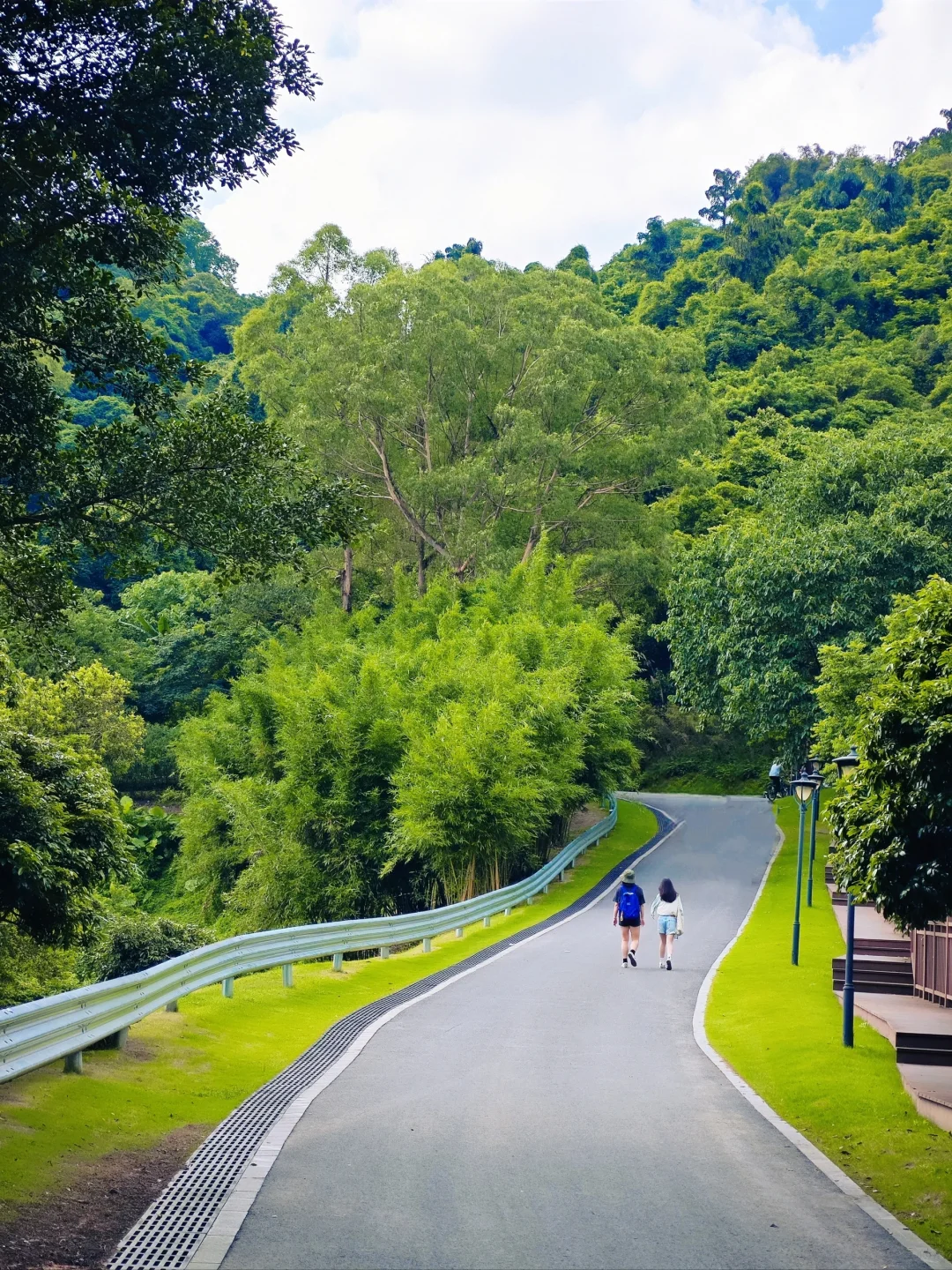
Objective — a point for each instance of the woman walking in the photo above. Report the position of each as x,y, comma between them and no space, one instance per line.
666,908
629,914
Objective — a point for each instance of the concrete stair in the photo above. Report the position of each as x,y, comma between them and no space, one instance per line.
925,1050
874,973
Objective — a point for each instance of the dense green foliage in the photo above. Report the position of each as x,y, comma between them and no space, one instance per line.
103,155
132,943
481,407
389,759
894,817
822,306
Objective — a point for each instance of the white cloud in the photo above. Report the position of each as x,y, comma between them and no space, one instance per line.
534,124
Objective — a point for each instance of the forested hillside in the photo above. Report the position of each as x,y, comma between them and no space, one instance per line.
524,533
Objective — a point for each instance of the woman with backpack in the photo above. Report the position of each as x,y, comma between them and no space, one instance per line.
666,908
628,909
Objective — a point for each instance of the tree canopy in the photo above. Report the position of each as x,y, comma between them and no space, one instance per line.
112,118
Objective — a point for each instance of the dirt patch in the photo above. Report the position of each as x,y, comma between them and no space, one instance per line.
81,1224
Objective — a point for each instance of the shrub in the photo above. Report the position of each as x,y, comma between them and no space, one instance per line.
127,944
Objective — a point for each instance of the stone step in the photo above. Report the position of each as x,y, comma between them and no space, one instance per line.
880,947
874,975
926,1050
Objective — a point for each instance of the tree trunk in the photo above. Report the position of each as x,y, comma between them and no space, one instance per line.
346,579
420,566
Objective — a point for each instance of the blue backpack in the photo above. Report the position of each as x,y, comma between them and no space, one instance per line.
628,905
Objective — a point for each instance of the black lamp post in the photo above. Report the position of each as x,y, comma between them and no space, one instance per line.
802,791
845,766
813,766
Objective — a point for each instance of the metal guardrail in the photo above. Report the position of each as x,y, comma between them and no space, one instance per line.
41,1032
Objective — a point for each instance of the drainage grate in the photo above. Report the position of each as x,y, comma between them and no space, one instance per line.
169,1231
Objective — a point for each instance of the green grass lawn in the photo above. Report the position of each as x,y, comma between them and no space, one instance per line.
196,1065
779,1027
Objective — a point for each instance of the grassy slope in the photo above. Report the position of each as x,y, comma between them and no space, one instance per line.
779,1027
193,1067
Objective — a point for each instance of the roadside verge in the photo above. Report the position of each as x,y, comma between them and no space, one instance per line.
775,1032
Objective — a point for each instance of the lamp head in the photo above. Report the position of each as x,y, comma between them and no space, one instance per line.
847,764
804,788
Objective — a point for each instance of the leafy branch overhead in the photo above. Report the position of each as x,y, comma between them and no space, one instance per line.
103,153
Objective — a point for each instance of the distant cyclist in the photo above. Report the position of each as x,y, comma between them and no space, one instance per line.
629,915
777,778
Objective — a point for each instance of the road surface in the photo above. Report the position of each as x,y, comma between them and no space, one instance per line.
553,1109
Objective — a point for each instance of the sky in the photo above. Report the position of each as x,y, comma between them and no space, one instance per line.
534,124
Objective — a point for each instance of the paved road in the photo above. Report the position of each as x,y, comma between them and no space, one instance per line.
554,1110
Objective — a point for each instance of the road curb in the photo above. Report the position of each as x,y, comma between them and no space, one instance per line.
909,1240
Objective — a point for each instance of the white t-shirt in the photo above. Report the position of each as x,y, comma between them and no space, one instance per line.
668,908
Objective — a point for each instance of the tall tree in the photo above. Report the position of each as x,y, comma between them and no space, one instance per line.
894,818
112,118
720,196
482,406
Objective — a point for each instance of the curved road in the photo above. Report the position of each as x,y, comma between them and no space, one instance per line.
553,1109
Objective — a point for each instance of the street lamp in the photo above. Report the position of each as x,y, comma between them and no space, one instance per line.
813,765
804,791
847,766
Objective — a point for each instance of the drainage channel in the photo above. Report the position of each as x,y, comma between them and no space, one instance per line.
170,1229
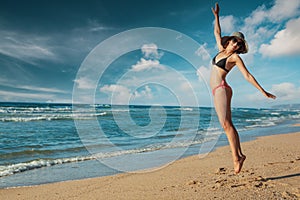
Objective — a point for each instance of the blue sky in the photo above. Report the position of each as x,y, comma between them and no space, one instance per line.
45,48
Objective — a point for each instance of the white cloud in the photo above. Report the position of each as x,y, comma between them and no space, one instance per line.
146,93
84,83
283,9
228,24
26,47
285,42
144,64
202,52
151,51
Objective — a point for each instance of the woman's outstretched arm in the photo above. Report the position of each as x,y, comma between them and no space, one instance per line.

#### What the exercise asks
Write out the material above again, word for word, minus its pictures.

#### Result for this task
Objective — a point for each instance of the woman walking in the photo above. Report the position of each as x,y, comma between them and no space, one instance per line.
666,908
629,914
Objective — a point for each instance of the concrete stair in the photo above. Report the position of each as x,y, comma between them and no space, one instance per line.
925,1050
874,973
Objective — a point for each instance of the dense green foliage in the photo above. Report the position of each as x,y, comma between them and no space, one instance per line.
103,155
132,943
481,407
389,759
894,817
822,306
Objective — a point for each instance of the white cloud in the photo above. Report the position of each as x,y, comma between them and no space, one instance per line.
534,124
Objective — a point for each instance of the forested hillside in the photo above. Report the position of each as x,y, comma between them and no space, one instance per line.
524,533
Objective — a point for each instance of the woman with backpack in the photo above. Report the position of each as x,y, comma between them and no space, one instance per line.
666,908
628,909
Objective — a point for each instance of the tree canopy in the photo above. Report the position of each as x,y, comma between them and no space, one instance per line.
112,118
Objective — a point for each instance of the dirt patch in the photo above. Report the position of each as x,y, comma between them and no space, one instance per line.
81,1224
Objective — a point for each instance of the shrub in the photo above. Report the position of each as x,y, comma between them and no space, one instance per line.
127,944
Objective — a point for each instance of the stone step in the photo above. Report the position of each as x,y, comma between them and no space, one instance per line.
880,947
874,975
926,1050
Objective — a point for each instance of the tree trunk in the photo above. Report the position of each as x,y, comma between them and no space, one instance per line.
346,579
420,566
Objective — a point for each instance of the blue backpack in the photo above. Report the position of each as x,y, comma between them and no space, one instance per line.
628,905
Objective — a point for each instance of the black lamp post in the photo above. Report the position of each as x,y, comma between them and no space, one instance per line.
802,791
845,766
813,766
Objective — a point for each instance of the metal guardrail in the photo above. Report the position of each as x,y, comma between them and no space, one instance per line.
41,1032
Objective — a point for each instance of the drainage grate in the photo above. Report the position of each as x,y, comma between them and no space, one instance per line.
169,1231
Objective — a point for each instance of the green grass lawn in the photo above. Report the position of each as x,y, comma between them and no space, one instance per line.
196,1065
779,1027
Objective — a point for each instance of the grassy slope in the photo above. Report the position of each as x,y, comma between them and no space, one instance per line.
779,1027
193,1067
Objective — a point for each instance of the roadside verge in the photo above. Report the position of each as x,y, comma between them and no space, one instance per line.
775,1032
Objective — a point for each instance of the lamp head in the photo above. Report the position of each as x,y, comma between them and no space, one instance per line.
847,764
804,788
Objective — a point for each instance of the leafy branch overhead in the photo above. Report the position of each as x,y, comma between them and no space, one instance per line.
103,153
Objective — a point for each instance of the distant cyclist in the photo above. Report the position of each as x,y, comma between them and no space, one instance per line.
629,915
777,778
Objective — a point for each instance of the road surface in the photo above. Report the position of each as x,y, comma between them and no space, one instance per line.
553,1109
Objective — a point for each instance of the sky in the photo above. Report the position of each as x,y, comma between them and no space, one instance per line.
534,124
Objective — a point for each instance of the paved road in the photo above. Report the position of each as x,y, comma between them and no space, one instance per line.
554,1110
Objective — a point for each instance of the road curb in the photo above. Report the position of each as x,y, comma between them and no space, one instance per line.
909,1240
Objective — a point for each instance of the white t-shirt in the photo above. Report the position of each as x,y, comma between them and no space, one instance per line.
668,908
Objective — a point for each instance of the tall tree in the photo above. Report the position of each as x,y, comma between them and no space, one instance per line.
894,818
112,118
720,196
482,406
Objective — a point for each instance of the curved road in the photo above. Report the position of each as x,y, comma between them and no space, one instance per line.
553,1109
Objective — a point for each instance of the street lamp in the photo above. Report the position of each as x,y, comma between them and no space, one instance per line.
813,765
804,791
847,766
Objective — a point for each instance of the drainage channel in the photo above. Report the position of each as x,y, comma between them and no space, one instance per line.
170,1229
Objective — a point for each instance of the blue sky in the photo above. Report the position of each as x,y, comma between them and no space, one instance per line.
45,48
Objective — a point for each instance of the white cloud in the photo above. Report the position of each as x,y, comma between them and no space, one instance per line.
146,93
84,83
283,9
228,24
26,47
285,42
144,64
202,52
151,51
Objective — a point for each instance of the woman's outstretched arm in the photo above. Report the position of each as x,y, comma between them and no space, one instance per line.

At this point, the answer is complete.